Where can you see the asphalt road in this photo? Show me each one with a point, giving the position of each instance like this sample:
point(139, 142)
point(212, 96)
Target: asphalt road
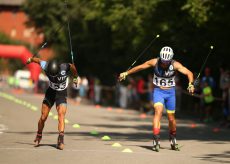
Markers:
point(130, 136)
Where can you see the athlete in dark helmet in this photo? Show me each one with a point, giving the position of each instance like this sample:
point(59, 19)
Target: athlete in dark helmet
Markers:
point(56, 93)
point(53, 67)
point(164, 91)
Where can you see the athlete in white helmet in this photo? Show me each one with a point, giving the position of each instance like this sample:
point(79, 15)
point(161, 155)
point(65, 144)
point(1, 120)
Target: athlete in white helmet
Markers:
point(164, 91)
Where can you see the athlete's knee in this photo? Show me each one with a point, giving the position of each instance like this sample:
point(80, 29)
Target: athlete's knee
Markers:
point(43, 117)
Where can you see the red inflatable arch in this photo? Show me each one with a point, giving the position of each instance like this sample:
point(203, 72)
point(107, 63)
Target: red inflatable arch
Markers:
point(21, 52)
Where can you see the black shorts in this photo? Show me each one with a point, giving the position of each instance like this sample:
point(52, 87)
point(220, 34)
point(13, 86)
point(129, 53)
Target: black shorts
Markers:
point(53, 96)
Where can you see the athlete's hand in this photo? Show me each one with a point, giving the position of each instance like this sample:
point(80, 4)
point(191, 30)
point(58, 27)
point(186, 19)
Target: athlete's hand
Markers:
point(29, 60)
point(76, 80)
point(191, 88)
point(123, 76)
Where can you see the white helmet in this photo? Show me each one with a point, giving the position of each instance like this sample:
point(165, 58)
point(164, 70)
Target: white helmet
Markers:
point(166, 53)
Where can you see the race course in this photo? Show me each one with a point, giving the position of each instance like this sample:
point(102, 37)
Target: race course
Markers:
point(101, 135)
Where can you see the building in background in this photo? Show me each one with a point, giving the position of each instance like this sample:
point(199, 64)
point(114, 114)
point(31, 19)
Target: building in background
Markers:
point(13, 24)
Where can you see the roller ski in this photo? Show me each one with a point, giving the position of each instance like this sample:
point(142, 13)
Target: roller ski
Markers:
point(174, 145)
point(38, 139)
point(156, 143)
point(60, 141)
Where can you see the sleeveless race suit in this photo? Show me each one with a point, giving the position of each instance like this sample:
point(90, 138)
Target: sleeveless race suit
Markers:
point(164, 78)
point(57, 91)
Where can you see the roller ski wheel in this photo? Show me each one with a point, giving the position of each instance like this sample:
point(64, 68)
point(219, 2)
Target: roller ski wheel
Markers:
point(156, 148)
point(175, 147)
point(38, 139)
point(60, 142)
point(156, 143)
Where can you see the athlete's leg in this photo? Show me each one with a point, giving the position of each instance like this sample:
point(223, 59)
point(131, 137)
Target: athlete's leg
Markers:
point(46, 106)
point(41, 123)
point(61, 109)
point(44, 114)
point(170, 105)
point(158, 102)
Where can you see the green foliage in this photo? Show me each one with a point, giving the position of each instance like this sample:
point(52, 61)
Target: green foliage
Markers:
point(12, 64)
point(107, 35)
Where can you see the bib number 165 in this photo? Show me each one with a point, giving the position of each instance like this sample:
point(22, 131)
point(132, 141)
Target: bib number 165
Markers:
point(164, 82)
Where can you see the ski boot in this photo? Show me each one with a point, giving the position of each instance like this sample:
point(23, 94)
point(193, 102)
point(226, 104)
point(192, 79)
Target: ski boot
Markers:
point(60, 141)
point(156, 143)
point(38, 139)
point(174, 145)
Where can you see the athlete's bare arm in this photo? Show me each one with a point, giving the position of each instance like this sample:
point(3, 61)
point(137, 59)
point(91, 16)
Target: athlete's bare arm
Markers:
point(149, 63)
point(182, 69)
point(34, 60)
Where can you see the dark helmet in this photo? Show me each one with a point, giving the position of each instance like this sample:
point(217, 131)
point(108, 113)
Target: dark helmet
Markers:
point(53, 67)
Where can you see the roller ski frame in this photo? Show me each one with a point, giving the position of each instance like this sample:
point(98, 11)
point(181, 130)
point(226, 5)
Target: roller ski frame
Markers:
point(60, 142)
point(38, 139)
point(174, 145)
point(156, 143)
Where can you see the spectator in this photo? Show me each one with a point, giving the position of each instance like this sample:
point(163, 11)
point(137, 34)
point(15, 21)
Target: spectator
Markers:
point(225, 87)
point(208, 101)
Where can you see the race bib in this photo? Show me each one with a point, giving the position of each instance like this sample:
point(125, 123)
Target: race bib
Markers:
point(59, 86)
point(164, 82)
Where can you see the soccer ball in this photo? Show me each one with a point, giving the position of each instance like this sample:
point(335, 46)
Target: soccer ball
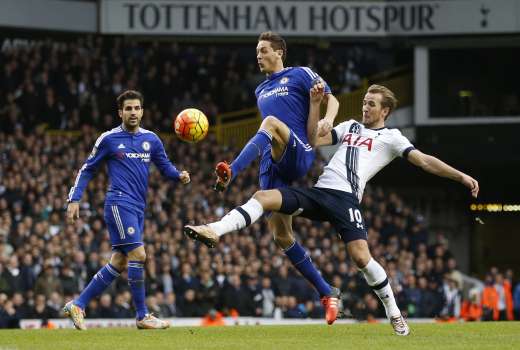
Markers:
point(191, 125)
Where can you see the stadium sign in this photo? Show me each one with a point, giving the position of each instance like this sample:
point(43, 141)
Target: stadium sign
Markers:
point(297, 18)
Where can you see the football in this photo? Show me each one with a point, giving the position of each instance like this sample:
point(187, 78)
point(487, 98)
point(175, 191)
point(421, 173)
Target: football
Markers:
point(191, 125)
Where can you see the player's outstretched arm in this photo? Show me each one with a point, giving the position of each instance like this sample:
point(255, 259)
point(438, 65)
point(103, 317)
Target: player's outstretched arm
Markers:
point(316, 94)
point(438, 167)
point(72, 212)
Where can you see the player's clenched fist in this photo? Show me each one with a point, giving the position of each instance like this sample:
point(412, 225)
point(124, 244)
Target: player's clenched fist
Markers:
point(72, 212)
point(185, 177)
point(317, 92)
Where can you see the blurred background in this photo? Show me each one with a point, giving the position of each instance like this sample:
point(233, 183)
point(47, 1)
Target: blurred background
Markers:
point(452, 64)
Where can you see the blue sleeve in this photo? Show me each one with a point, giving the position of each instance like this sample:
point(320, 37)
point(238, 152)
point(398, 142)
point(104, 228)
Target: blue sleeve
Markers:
point(162, 162)
point(309, 77)
point(88, 170)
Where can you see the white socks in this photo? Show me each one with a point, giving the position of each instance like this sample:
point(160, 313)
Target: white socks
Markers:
point(376, 278)
point(238, 218)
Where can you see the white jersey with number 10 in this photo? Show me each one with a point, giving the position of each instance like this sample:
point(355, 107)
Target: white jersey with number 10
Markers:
point(361, 154)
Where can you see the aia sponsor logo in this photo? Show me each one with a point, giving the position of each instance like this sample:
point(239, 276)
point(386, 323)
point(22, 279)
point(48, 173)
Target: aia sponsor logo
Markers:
point(357, 140)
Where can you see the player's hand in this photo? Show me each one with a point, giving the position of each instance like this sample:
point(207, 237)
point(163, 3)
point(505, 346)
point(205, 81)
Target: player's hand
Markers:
point(324, 127)
point(72, 212)
point(317, 92)
point(470, 183)
point(184, 177)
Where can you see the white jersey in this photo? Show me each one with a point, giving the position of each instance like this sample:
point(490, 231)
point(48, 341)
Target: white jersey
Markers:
point(361, 154)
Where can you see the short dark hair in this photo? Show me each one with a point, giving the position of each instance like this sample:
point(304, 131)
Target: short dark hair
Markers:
point(129, 95)
point(276, 40)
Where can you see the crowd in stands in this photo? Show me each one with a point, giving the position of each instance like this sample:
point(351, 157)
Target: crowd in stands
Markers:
point(45, 262)
point(68, 84)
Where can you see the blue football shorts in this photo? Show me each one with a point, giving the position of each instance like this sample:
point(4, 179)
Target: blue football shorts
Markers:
point(294, 164)
point(125, 226)
point(340, 208)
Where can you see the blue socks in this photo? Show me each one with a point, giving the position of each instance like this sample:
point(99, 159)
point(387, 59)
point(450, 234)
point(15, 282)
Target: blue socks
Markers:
point(101, 280)
point(254, 149)
point(302, 261)
point(136, 282)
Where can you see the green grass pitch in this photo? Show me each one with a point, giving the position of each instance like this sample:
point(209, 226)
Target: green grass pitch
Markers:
point(467, 336)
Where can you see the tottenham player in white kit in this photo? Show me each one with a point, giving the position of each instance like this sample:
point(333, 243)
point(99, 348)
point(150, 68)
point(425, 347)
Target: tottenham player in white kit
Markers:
point(365, 148)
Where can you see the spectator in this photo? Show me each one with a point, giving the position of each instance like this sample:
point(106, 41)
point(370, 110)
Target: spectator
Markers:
point(516, 301)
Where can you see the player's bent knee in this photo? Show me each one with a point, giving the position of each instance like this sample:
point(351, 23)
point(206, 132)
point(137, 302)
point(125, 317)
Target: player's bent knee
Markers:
point(137, 254)
point(119, 261)
point(273, 125)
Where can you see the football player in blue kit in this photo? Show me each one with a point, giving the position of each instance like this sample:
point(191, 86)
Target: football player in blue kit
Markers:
point(128, 151)
point(364, 149)
point(283, 147)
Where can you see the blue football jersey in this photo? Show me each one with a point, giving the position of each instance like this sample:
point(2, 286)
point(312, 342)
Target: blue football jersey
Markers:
point(285, 95)
point(128, 157)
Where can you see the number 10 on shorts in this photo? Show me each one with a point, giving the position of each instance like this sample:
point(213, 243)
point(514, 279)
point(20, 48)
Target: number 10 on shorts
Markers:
point(355, 216)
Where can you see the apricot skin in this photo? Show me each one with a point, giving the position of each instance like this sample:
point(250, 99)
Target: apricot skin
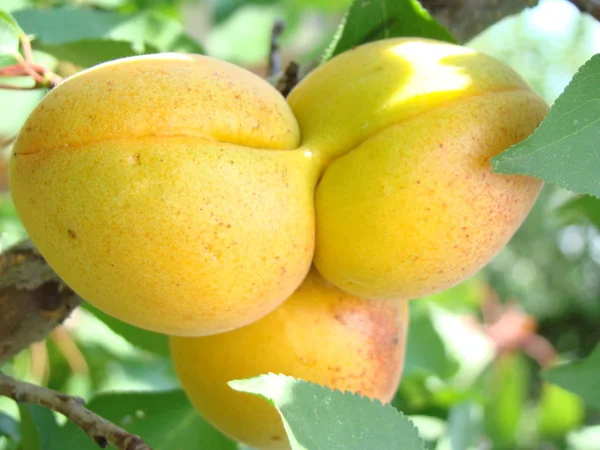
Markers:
point(408, 205)
point(319, 334)
point(166, 191)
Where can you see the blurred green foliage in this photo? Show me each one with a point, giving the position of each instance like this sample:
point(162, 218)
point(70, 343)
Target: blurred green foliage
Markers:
point(458, 390)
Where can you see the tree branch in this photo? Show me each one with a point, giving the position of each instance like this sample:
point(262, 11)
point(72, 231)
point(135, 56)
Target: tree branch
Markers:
point(467, 18)
point(33, 299)
point(99, 429)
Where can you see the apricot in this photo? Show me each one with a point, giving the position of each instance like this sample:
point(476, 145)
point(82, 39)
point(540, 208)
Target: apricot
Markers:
point(166, 190)
point(320, 334)
point(408, 204)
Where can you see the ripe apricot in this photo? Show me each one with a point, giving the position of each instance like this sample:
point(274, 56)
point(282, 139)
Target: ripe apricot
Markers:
point(166, 191)
point(408, 204)
point(320, 334)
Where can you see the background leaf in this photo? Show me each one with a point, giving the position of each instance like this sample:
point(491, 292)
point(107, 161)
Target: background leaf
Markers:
point(582, 209)
point(9, 427)
point(565, 149)
point(165, 420)
point(87, 36)
point(425, 352)
point(580, 377)
point(147, 340)
point(371, 20)
point(351, 421)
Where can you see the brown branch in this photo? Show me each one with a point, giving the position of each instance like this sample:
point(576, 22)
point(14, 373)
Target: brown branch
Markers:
point(286, 82)
point(33, 299)
point(99, 429)
point(274, 66)
point(467, 18)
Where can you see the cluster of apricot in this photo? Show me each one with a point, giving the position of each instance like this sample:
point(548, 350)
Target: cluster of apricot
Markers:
point(185, 195)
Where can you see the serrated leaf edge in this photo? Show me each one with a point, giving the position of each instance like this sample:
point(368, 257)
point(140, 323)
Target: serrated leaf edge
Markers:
point(506, 156)
point(234, 383)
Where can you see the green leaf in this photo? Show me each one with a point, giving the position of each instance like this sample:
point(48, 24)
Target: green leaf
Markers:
point(147, 340)
point(425, 352)
point(565, 149)
point(39, 430)
point(315, 417)
point(580, 377)
point(581, 209)
point(559, 412)
point(372, 20)
point(506, 392)
point(9, 427)
point(223, 9)
point(89, 36)
point(463, 426)
point(165, 420)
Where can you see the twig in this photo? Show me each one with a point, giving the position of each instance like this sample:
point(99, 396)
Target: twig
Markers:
point(288, 79)
point(26, 66)
point(274, 51)
point(33, 299)
point(99, 429)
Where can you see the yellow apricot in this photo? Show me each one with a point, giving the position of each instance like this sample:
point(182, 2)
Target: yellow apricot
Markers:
point(408, 204)
point(166, 191)
point(319, 334)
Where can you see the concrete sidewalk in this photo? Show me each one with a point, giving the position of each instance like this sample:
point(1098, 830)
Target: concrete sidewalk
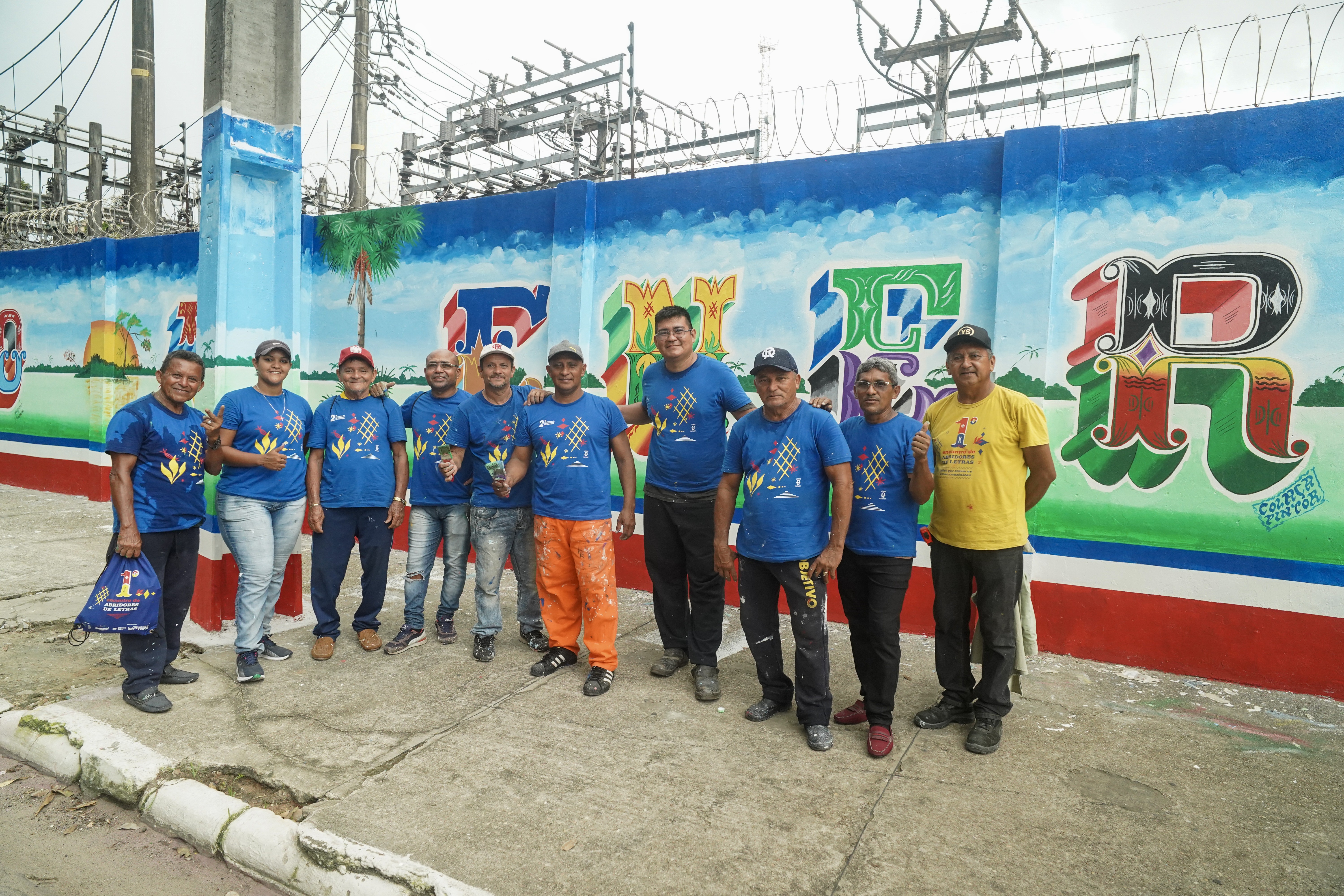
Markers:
point(1109, 780)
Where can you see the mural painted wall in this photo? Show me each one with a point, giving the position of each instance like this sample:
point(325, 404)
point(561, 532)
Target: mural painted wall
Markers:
point(1166, 291)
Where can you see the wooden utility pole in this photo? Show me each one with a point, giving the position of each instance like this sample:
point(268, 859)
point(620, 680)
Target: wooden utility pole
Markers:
point(360, 113)
point(144, 209)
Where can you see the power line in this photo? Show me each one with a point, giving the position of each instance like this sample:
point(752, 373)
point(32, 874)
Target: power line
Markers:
point(45, 39)
point(118, 3)
point(111, 6)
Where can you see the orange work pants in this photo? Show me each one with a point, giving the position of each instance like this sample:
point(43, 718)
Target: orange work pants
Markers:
point(576, 577)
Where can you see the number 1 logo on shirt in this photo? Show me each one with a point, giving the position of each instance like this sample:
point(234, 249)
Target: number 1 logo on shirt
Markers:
point(962, 431)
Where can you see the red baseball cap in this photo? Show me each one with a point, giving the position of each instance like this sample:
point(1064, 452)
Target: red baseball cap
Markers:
point(355, 351)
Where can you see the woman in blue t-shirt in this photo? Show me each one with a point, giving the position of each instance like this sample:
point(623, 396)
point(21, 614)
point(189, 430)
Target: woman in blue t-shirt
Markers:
point(260, 500)
point(162, 449)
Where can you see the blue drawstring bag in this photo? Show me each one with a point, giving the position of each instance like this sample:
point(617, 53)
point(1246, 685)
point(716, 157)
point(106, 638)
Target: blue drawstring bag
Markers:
point(124, 601)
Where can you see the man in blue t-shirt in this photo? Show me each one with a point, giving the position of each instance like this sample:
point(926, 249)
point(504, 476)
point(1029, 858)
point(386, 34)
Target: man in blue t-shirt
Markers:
point(439, 504)
point(482, 436)
point(687, 400)
point(790, 454)
point(357, 489)
point(260, 499)
point(893, 476)
point(573, 436)
point(162, 449)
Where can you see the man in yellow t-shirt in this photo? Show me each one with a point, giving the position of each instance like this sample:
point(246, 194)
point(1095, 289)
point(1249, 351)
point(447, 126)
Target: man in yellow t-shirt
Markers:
point(993, 465)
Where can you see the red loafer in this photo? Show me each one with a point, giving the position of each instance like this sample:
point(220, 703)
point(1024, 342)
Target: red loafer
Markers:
point(880, 742)
point(853, 715)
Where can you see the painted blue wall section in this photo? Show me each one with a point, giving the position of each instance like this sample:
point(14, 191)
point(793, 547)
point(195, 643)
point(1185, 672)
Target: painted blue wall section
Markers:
point(249, 284)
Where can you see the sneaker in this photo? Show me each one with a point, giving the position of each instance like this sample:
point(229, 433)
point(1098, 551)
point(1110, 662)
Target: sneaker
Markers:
point(249, 668)
point(987, 734)
point(149, 700)
point(706, 683)
point(405, 640)
point(556, 659)
point(764, 709)
point(272, 651)
point(671, 660)
point(177, 676)
point(944, 714)
point(880, 742)
point(485, 648)
point(599, 682)
point(853, 715)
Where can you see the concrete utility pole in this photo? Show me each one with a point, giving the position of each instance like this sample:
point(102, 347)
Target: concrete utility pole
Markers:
point(360, 113)
point(60, 164)
point(95, 175)
point(144, 210)
point(944, 46)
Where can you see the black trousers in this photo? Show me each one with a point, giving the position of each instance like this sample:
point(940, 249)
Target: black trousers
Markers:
point(679, 551)
point(873, 590)
point(331, 557)
point(174, 559)
point(759, 589)
point(998, 578)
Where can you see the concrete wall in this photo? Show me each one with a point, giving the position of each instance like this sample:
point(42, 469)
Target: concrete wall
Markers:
point(1166, 291)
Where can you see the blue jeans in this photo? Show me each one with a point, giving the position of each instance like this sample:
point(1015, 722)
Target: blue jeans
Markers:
point(499, 534)
point(435, 524)
point(331, 555)
point(261, 535)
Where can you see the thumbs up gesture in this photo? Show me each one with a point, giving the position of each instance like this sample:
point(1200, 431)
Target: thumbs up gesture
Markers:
point(920, 444)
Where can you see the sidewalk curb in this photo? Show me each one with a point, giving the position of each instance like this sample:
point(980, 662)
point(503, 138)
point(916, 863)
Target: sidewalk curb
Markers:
point(294, 858)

━━━━━━━━━━

Reproduce the lines word for word, starting at the line containing "Where can you see the concrete utility" and ending at the line containing "point(95, 175)", including both.

**Response to the exercise**
Where can you see the concrete utility pole in this photo? Show me each one with a point, giving the position of each instance like this sample:
point(102, 347)
Target: concrete utility pole
Markers:
point(360, 113)
point(60, 164)
point(95, 175)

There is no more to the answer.